* EXERCISE A *
Please answer these questions from the tax update below, one answer per line:
(i) In what year did Ryanair launch its take-over bid for Aer Lingus?
(ii) What was the promotional offer at issue in the Marks & Spencer case?
(iii) Where is Healthspan Ltd based?
## Start EXCERPTED TEXT
This week’s edition of Indirect Tax Update looks at the Advocate General’s opinion in a referral to the Court of Justice from the Irish Supreme Court.
In 2006, Ryanair Ltd, the well-known Irish airline launched a take-over bid for Ireland’s recently privatised national carrier Aer Lingus. Unfortunately, the European Commission blocked the bid on competition grounds. However, Ryanair had incurred considerable costs on advisory fees during the course of the bid and it sought to claim the VAT on those fees as input tax on the basis that it had intended to provide taxable management services to Aer Lingus after the take-over.
The Irish Revenue refused the claim on the basis that, as the bid ultimately failed, Ryanair did not provide any management services. The Advocate General disagrees with the Irish Revenue and would allow the claim.
This week also sees another household name – Marks & Spencer PLC at the First-tier Tax Tribunal. The issue in this case was whether M&S should account for VAT on wine supplied with its promotional offer of “Dine In for £10 with free wine”. M&S considered that no VAT was due but HMRC took the opposite view.
The Tribunal agreed with HMRC and dismissed M&S’ appeal.
The First-tier Tax Tribunal has also issued an interesting decision in the case of Healthspan Ltd – a Guernsey based distributor of non-prescription health products via a warehouse in The Netherlands to UK retail customers. The case related to determining the correct place of supply and whether that place was the UK making the companies supplies subject to UK VAT.
## End EXCERPTED TEXT
## Start INPUT ROWS
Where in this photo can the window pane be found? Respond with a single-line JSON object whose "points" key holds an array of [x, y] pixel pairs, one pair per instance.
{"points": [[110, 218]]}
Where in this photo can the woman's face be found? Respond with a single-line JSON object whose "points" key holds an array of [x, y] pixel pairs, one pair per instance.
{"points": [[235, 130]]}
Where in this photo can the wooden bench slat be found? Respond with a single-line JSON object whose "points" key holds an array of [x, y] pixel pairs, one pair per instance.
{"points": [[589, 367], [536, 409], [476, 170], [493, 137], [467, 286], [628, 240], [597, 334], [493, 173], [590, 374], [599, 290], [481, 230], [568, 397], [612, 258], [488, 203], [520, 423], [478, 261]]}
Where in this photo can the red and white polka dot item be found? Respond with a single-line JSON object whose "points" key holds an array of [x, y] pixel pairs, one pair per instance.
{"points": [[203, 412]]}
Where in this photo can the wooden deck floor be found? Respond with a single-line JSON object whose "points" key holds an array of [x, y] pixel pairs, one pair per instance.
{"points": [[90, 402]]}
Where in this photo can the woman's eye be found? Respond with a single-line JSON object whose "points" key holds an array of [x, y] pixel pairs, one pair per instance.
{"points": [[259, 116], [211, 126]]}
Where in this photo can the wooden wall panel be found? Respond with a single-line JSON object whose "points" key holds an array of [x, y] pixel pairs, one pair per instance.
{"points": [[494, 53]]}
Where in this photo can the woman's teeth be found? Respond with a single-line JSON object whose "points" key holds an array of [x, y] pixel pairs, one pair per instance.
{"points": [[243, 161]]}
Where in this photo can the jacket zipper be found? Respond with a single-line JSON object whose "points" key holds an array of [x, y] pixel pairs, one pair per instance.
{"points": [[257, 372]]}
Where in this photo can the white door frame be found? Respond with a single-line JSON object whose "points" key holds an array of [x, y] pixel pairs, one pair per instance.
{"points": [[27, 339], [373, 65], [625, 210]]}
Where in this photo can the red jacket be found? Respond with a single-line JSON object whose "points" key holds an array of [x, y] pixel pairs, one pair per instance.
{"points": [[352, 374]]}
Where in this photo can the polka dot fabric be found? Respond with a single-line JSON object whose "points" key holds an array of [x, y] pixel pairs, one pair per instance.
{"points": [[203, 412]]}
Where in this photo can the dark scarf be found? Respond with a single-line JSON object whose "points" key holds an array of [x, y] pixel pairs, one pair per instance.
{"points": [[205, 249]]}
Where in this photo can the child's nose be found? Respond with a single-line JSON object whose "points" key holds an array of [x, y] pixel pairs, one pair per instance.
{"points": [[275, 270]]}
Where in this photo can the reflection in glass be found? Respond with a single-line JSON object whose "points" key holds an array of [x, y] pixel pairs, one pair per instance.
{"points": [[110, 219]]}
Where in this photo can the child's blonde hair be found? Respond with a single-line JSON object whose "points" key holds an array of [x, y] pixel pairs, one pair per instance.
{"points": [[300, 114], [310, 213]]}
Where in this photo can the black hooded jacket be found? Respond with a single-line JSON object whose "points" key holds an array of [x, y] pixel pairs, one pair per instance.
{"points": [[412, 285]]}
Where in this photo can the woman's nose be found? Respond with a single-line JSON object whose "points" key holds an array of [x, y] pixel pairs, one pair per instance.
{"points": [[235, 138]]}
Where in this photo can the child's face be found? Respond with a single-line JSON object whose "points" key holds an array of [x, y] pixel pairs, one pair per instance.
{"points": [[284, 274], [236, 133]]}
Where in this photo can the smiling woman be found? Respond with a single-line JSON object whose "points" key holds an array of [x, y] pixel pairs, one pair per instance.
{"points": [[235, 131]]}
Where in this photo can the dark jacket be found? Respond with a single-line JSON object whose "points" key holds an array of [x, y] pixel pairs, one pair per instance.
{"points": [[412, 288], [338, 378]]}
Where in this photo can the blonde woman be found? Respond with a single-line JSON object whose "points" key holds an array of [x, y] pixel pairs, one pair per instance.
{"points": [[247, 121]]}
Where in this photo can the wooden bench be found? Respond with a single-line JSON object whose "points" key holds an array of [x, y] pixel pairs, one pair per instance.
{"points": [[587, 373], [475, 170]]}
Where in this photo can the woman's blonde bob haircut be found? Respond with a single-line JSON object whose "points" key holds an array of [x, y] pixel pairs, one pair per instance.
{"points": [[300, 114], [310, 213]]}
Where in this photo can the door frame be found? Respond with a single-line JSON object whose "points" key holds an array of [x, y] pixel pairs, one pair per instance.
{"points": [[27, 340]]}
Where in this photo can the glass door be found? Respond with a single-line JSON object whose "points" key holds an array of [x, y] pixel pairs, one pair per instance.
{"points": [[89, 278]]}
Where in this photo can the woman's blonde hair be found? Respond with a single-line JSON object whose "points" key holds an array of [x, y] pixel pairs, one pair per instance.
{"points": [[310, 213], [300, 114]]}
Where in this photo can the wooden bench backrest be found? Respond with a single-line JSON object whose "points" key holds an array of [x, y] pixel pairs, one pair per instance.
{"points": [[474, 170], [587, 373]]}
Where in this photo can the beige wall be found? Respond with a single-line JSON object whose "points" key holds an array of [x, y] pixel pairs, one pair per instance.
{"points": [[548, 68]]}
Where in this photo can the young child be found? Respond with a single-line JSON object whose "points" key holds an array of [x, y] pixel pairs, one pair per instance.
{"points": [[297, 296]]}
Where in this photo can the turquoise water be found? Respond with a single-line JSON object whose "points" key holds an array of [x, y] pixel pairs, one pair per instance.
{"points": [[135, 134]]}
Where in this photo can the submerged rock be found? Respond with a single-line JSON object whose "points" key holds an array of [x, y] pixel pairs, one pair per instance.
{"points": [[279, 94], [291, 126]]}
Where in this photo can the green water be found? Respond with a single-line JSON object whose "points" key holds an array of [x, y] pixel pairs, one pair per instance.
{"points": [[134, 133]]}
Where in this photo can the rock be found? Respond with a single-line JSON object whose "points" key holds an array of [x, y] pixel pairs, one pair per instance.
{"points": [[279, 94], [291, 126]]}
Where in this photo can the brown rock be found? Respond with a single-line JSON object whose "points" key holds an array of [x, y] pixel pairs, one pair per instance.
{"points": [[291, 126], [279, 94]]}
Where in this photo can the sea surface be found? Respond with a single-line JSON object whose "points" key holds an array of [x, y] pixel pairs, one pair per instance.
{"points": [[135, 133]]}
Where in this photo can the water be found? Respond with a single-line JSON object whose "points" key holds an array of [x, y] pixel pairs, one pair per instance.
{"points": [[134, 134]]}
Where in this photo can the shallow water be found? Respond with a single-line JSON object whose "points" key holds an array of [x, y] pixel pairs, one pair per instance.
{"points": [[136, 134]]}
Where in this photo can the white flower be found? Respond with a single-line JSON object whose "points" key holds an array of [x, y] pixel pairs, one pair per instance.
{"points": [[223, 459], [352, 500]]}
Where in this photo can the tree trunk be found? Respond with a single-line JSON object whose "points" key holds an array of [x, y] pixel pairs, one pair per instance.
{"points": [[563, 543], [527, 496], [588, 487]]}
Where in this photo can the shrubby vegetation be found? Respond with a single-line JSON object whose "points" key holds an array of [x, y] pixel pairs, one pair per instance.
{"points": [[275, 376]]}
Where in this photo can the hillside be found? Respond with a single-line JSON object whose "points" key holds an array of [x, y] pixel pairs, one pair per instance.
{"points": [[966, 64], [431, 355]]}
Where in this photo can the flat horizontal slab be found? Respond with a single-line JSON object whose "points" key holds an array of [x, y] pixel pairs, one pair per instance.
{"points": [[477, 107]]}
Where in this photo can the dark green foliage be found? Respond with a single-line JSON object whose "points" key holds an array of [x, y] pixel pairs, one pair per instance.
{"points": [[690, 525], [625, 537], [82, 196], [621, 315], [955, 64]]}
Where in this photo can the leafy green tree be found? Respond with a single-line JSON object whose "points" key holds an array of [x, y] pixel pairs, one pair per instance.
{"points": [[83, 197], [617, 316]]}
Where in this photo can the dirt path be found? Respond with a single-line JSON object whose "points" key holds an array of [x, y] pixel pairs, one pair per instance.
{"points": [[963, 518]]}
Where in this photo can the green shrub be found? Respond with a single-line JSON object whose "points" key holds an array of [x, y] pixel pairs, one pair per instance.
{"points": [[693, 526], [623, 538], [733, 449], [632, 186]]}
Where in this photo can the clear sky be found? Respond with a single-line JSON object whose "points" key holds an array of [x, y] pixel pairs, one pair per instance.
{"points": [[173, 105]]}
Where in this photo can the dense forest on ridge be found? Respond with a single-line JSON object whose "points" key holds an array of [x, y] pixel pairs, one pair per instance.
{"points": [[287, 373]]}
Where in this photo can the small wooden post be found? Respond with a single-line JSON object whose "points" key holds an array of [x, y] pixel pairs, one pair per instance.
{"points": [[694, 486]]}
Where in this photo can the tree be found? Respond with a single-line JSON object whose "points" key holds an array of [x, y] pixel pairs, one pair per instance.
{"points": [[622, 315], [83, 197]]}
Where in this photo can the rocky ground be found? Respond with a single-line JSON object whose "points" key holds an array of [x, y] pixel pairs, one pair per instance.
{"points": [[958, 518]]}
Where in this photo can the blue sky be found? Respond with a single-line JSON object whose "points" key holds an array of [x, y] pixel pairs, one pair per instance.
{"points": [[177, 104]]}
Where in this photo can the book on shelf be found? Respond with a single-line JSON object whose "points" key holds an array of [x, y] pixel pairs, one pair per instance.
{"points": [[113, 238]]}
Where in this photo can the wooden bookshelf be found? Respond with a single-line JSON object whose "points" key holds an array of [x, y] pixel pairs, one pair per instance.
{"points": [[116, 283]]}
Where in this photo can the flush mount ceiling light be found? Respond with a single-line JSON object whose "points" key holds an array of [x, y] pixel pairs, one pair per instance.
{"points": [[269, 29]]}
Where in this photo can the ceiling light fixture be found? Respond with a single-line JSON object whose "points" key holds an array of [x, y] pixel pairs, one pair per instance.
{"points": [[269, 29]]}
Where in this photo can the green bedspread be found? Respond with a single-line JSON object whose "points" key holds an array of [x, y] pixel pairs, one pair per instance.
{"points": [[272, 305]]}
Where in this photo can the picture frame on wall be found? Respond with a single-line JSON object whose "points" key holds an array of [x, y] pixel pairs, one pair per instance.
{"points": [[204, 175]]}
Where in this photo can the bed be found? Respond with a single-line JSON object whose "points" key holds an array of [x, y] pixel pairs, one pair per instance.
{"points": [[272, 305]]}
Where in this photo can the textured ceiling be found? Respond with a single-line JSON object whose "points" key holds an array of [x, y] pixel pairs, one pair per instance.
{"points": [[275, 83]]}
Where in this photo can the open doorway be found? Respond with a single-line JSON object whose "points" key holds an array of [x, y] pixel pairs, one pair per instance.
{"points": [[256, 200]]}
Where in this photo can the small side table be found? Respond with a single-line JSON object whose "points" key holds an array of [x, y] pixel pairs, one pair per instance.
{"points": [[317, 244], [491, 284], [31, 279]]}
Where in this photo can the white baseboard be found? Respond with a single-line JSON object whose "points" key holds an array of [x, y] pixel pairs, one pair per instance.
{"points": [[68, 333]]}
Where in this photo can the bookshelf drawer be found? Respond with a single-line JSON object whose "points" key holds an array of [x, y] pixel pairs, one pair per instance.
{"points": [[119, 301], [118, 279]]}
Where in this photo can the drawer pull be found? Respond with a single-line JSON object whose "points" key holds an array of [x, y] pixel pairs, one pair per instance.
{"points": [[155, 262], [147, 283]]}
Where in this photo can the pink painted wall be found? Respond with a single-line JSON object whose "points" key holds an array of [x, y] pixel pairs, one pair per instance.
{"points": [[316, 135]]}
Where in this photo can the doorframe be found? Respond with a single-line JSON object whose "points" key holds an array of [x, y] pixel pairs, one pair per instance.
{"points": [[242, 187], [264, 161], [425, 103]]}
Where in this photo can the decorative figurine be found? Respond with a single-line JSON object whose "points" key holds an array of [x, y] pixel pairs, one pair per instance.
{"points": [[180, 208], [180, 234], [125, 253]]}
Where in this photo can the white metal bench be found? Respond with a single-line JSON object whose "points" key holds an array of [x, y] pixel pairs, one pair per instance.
## End INPUT ROWS
* EXERCISE B *
Tally the lines of the records that contain the string "wall", counting only matches with the same case. Reply with the number alone.

* RESPONSE A *
(i) 2006
(ii) "Dine In for £10 with free wine"
(iii) Guernsey

* RESPONSE B *
4